▶ _EXERCISE REQUIREMENTS_:
The word "pants" occurs in some lines of the data. Return each such line.

§

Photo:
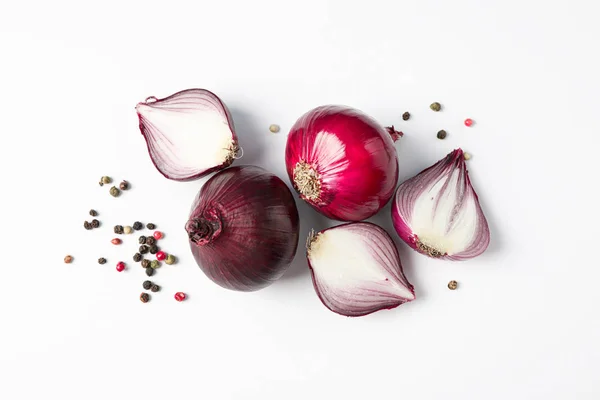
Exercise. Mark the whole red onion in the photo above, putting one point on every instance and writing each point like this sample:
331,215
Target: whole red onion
342,162
243,228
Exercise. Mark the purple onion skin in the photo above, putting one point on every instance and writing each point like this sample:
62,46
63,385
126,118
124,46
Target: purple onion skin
244,228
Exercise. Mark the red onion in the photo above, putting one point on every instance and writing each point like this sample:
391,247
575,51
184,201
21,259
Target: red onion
243,228
438,214
189,134
356,269
342,162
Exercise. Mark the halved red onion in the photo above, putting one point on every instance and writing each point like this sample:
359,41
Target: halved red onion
342,162
243,228
356,269
189,134
438,214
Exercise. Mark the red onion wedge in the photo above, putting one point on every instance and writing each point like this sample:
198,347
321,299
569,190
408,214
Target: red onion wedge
189,134
342,162
438,214
243,228
356,269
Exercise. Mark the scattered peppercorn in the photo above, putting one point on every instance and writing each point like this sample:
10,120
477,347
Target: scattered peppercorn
170,259
435,106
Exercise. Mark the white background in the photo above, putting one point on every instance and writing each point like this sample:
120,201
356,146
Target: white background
524,323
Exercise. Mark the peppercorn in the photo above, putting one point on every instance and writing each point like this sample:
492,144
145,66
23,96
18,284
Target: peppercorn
170,259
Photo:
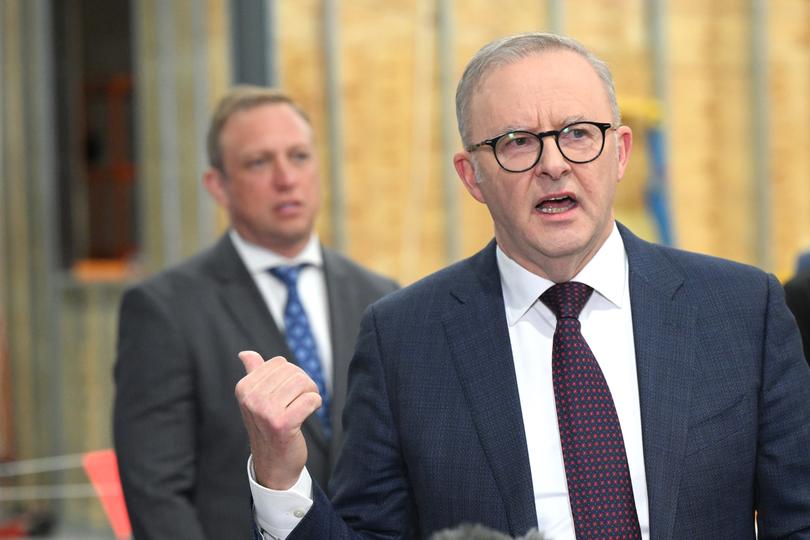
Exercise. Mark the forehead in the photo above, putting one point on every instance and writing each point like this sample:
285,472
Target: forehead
271,122
541,91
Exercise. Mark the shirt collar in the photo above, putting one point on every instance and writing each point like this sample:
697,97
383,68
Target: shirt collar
258,259
606,273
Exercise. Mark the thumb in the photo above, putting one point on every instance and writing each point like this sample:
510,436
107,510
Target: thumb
251,360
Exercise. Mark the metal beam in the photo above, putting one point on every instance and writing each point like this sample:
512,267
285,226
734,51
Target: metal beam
334,123
556,16
446,52
760,133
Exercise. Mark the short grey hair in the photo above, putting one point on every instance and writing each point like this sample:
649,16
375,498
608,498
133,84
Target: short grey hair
510,49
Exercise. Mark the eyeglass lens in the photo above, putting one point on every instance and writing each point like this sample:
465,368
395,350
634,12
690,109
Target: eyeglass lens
520,150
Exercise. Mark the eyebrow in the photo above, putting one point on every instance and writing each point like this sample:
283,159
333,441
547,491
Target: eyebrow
568,120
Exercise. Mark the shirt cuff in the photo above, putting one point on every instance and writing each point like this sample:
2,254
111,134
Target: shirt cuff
277,513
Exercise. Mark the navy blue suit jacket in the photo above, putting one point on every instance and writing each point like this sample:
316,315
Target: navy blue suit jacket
433,426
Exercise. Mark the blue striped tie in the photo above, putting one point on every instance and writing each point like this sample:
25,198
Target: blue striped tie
300,338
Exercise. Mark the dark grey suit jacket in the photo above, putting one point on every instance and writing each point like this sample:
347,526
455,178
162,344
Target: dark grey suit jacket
181,445
434,430
797,295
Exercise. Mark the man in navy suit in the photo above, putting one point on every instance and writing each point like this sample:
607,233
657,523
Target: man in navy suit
452,413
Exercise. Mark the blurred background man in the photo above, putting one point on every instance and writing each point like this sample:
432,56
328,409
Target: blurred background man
268,283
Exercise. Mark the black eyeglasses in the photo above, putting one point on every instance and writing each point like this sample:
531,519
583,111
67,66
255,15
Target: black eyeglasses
519,151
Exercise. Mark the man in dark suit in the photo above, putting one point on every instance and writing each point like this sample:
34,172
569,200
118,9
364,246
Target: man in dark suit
797,295
179,437
570,376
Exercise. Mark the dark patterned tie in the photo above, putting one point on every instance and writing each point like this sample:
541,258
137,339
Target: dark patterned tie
300,338
599,487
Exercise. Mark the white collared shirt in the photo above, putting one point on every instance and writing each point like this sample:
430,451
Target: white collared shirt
311,289
607,326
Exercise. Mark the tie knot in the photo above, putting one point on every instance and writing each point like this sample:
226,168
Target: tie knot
567,299
288,274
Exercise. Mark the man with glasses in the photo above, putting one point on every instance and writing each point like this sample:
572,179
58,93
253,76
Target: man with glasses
570,376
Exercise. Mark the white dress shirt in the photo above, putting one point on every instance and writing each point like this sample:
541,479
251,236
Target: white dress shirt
607,326
311,289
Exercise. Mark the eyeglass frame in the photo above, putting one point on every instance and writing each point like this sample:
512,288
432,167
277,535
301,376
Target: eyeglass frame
603,127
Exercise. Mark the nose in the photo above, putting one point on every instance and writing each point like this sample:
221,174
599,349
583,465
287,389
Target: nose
551,163
283,174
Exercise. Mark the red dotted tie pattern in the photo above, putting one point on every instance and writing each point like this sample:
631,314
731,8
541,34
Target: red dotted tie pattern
599,487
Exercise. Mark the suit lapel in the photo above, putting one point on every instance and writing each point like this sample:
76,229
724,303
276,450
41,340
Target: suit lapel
664,330
477,332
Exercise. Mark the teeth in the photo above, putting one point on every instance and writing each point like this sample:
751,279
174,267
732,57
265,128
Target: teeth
554,210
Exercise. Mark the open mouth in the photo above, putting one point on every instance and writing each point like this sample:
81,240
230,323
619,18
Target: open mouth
556,205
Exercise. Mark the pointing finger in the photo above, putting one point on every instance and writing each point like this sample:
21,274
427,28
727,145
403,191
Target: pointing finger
251,360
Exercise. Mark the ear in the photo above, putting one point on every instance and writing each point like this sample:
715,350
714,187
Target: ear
465,168
624,142
214,181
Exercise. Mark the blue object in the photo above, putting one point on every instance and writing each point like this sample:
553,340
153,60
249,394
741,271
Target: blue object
301,340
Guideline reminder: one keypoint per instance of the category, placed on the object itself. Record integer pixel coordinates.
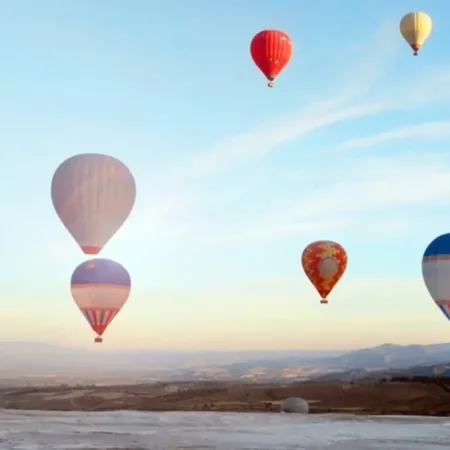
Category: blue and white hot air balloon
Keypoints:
(436, 272)
(100, 287)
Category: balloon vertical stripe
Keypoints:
(93, 195)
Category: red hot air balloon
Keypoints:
(100, 287)
(93, 195)
(324, 263)
(271, 50)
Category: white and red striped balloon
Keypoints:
(93, 195)
(100, 288)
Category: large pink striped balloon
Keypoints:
(93, 195)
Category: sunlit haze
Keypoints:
(233, 179)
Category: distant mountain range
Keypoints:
(28, 360)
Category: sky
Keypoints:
(233, 179)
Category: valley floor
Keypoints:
(416, 397)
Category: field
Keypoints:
(411, 397)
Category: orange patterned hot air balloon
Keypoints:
(324, 263)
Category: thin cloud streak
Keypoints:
(424, 131)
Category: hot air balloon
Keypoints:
(93, 195)
(436, 272)
(324, 263)
(100, 287)
(415, 27)
(271, 50)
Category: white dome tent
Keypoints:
(294, 405)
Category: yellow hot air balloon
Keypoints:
(415, 28)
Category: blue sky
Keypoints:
(234, 179)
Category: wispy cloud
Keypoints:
(423, 131)
(257, 143)
(383, 187)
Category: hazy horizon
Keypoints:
(233, 179)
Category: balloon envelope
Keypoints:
(100, 287)
(324, 263)
(271, 50)
(93, 195)
(415, 28)
(436, 272)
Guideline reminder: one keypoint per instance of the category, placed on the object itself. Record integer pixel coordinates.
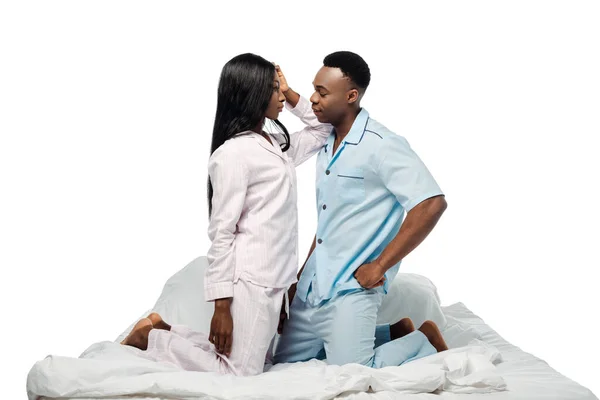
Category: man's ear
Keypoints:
(353, 96)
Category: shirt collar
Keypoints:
(356, 132)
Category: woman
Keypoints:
(252, 193)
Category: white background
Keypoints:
(106, 112)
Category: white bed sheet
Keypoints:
(526, 376)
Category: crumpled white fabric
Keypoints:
(109, 369)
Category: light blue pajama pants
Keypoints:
(343, 330)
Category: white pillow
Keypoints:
(182, 300)
(413, 296)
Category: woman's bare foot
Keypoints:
(431, 330)
(158, 322)
(139, 334)
(401, 328)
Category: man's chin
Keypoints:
(321, 118)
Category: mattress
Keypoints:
(526, 376)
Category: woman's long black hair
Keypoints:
(245, 89)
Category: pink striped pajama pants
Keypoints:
(255, 312)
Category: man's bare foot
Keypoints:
(139, 334)
(158, 322)
(431, 330)
(401, 328)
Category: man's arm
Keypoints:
(419, 222)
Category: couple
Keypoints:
(367, 178)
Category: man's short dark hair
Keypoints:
(352, 66)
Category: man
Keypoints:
(367, 178)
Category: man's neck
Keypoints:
(343, 127)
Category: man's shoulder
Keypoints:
(380, 135)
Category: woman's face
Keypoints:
(277, 99)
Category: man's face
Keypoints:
(332, 96)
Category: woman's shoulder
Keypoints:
(232, 148)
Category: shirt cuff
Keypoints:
(301, 108)
(219, 290)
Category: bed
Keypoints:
(479, 365)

§

▶ _ANSWER BELOW_:
Category: light blue pajama pants
Category: pink striped pajama pants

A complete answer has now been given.